#### Quoted text:
··········
Too often it has been assumed that macro instruments of fiscal and monetary control are the main levers
of economic growth. Yet, in reality, these are necessary but not sufficient policy instruments.
Intervention at the micro level in the operation of labor, land, and capital markets may also be needed in
conjunction with macro level instruments. With cities playing such a national role in South Africa’s



                                                      i
economic structure, economic analysis at the city level is therefore a pre-requisite to understanding the
microeconomics of macro growth strategies. In addition, with Johannesburg representing 42 percent of
national manufacturing firms, the analysis even at the Johannesburg level by itself will provide important
insights for national level policy makers.

       The comprehensive economic information base was established under the joint partnership of a
team comprising of staff members from the City of Johannesburg and the World Bank. The task team
leader from the City’s side was Mr. Rasheed Seedat and from the World Bank side, Dr. Vandana
Chandra. Primarily drawing on local expertise and in collaboration with the Bureau of Market Research,
UNISA, the study undertook six primary surveys. To its credit, the team trained local students from all
corners of Johannesburg including Soweto, Alex, and the Northern Suburbs. These students undertook
the survey under supervision of senior staff from the World Bank and BMR. The growth of local
capacity in the area of urban economic surveying was itself a very valuable contribution of the exercise.
As a result, the work was completed in record time – design, implementation of the surveys and data
cleaning all happened in less than 12 months – and at record cost savings.

       The information system will also serve as the base of the city’s “Economic Intelligence Unit.”
Council was cognizant that information of the form being collected in the surveys will need to be updated
periodically, analyzed continuously, and the assessments will need to be fed into the policy process in real
time. The development of such institutional capacity was also an important achievement of the survey
process. The data is available to the public through the City’s website and will be updated automatically
as new data is entered over time. Council’s intention is to honor its commitment to transparency and to
invite debate and analysis of its policies based on actual data collected in real time.
··········
Entries drawn from a collection

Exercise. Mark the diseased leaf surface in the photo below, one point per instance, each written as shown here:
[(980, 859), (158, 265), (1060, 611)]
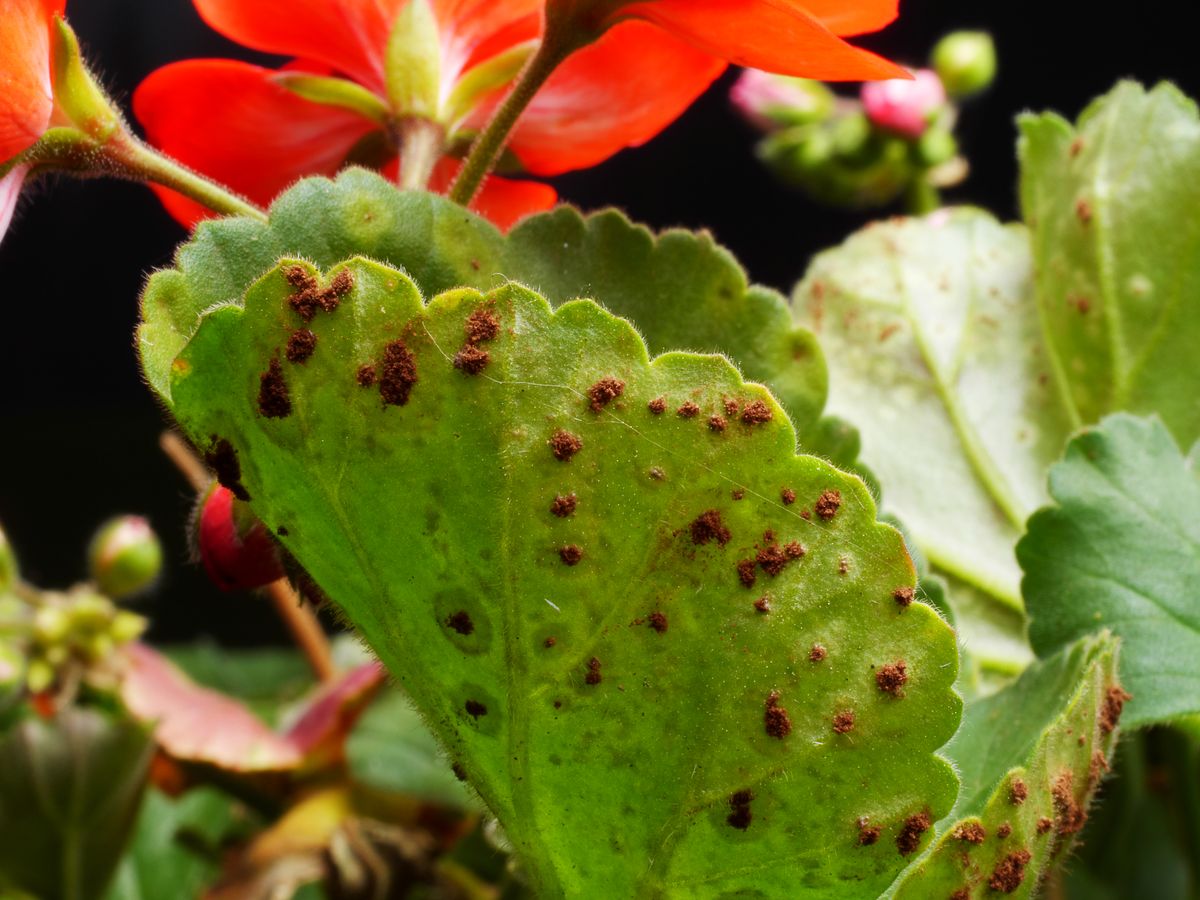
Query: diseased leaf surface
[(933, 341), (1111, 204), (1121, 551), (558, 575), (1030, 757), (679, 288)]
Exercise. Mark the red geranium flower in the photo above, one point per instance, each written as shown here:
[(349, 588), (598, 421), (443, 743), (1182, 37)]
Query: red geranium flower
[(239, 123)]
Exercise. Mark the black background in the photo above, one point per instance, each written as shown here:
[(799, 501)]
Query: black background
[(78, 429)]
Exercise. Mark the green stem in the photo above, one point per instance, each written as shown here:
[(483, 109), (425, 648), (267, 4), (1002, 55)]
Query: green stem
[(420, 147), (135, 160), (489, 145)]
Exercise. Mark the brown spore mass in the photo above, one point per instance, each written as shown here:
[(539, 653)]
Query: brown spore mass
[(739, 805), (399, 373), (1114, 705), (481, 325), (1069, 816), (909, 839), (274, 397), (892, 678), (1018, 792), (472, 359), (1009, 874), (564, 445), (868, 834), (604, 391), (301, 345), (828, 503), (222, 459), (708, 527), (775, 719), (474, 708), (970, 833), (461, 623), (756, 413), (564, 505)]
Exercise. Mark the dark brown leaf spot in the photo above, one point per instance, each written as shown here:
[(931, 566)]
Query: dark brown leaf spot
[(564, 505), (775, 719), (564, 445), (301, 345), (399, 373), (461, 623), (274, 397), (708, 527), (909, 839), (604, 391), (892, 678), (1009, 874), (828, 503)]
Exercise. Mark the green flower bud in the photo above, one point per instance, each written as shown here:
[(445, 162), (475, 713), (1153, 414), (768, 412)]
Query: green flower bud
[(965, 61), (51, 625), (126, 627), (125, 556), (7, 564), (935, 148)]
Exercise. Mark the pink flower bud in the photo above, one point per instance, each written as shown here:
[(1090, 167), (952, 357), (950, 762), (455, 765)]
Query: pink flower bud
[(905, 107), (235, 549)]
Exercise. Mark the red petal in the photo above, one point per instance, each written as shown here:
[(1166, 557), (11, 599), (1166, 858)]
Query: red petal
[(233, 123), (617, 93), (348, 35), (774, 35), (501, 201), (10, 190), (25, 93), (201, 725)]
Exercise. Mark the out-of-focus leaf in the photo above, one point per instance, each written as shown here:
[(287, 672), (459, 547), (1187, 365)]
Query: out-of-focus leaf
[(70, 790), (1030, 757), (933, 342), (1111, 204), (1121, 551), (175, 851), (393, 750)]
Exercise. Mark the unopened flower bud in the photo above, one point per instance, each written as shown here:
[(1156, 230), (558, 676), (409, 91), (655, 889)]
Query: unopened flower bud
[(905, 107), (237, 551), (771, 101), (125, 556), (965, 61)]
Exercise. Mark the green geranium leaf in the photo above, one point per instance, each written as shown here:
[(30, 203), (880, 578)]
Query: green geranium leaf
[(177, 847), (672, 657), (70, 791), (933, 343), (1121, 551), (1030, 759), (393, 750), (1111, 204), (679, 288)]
··········
#### Set exercise 1:
From the Johannesburg survey passage, return the words starting with "Too often it" and going on through "level policy makers.".
#### Set exercise 2:
Name the parts of Johannesburg that the Johannesburg survey passage says the trained students came from.
#### Set exercise 3:
Extend the Johannesburg survey passage from its last sentence onward.
The listing has no part in this.

#### Expected output 1:
Too often it has been assumed that macro instruments of fiscal and monetary control are the main levers
of economic growth. Yet, in reality, these are necessary but not sufficient policy instruments.
Intervention at the micro level in the operation of labor, land, and capital markets may also be needed in
conjunction with macro level instruments. With cities playing such a national role in South Africa’s



                                                      i
economic structure, economic analysis at the city level is therefore a pre-requisite to understanding the
microeconomics of macro growth strategies. In addition, with Johannesburg representing 42 percent of
national manufacturing firms, the analysis even at the Johannesburg level by itself will provide important
insights for national level policy makers.

#### Expected output 2:
Soweto, Alex, and the Northern Suburbs

#### Expected output 3:
       Finally, through the surveys a methodology was devised to enable Council to track the impact of its
expenditure patterns on access to services by the poor. Poverty monitoring is analytically and logistically
a very demanding task. Yet, for policy makers dedicated to the improvement of the welfare of the poor –
a commitment that drives the Council’s policy process – it was important that ultimately the City is
capable of assessing the impact of its polices on the access by the poor of municipal services. But, such
tracking would have to be undertaken in real time to inform the policy process regularly. Reliance on
annual household surveys did not seem to respond to this need. The team rose to this challenge and has
contributed a process that is analytically stringent and logistically manageable and will support the
Council’s objective of assessing access to services.

      Ultimately such a comprehensive and ambitious task could not have been undertaken without the
collaboration and support of many organizations. We would like to thank Agence Fraincaise
Development Propario (AFD) and Inca-French Fund for financial support, NBI and JCCI for logistical
support with surveys and most importantly, CEOs of firms, the real participants of the survey, for their
time and dedication to their City.

Ketso Gordhan, City Manager,
Greater Johannesburg Metropolitan Council, South Africa

Junaid Ahmad, Deputy Resident Representative
World Bank Resident Mission Office, South Africa

August 2000




                                                     ii
                             EXECUTIVE SUMMARY
The main findings of the 1999 GJMC-World Bank SMME survey cover the responses of
approximately 800 SMME owners across 8 manufacturing and service sectors. These are
summarized below.

      Who is the Typical SMME Entrepreneur?

The SMME cluster is frequently perceived as the solution for South Africa’s long term
unemployment and poverty problem. However, the Survey shows that over 70 percent of the
SMME owners had formal sector work experience and chose to start their own firm when they
perceived a lucrative business opportunity; another 12 percent became SMME owners when they
joined the family business, and about 5 percent came with similar business experience from
another country. Less than 5 percent were unemployed and tired of searching for their first job
when they started their own SMMEs. Since the majority of the unemployed today are comprised
of either young entrants who have never held a first job, or the long-term unemplo yed with non-
transferable skills, this entrepreneurship pattern suggests that the SMME cluster may not provide
such a strong engine of job creation for the poor and unemployed.

      Employment Creation and Growth Within the SMME Cluster

Raw employment statistics from the Survey are deceptive at first glance. They suggest that
between 1997 and 1999, employment grew by 23 percent, defying trends in the overall
manufacturing sector during the same period. However, much of this growth in aggregate
employment occurs because of the birth of new firms within the period. Closer inspection of the
firms that were established in 1997 or earlier (73 percent of the sample) suggests a different
picture. For these firms, during 1997-99, there was job creation in 41 percent of these firms (in
retail, tourism and IT sectors), job-losses in 27 percent, and no change in employment in the
remaining 32 percent. Overall, net employment in these existing firms declined by 7 percent
during 1997-99.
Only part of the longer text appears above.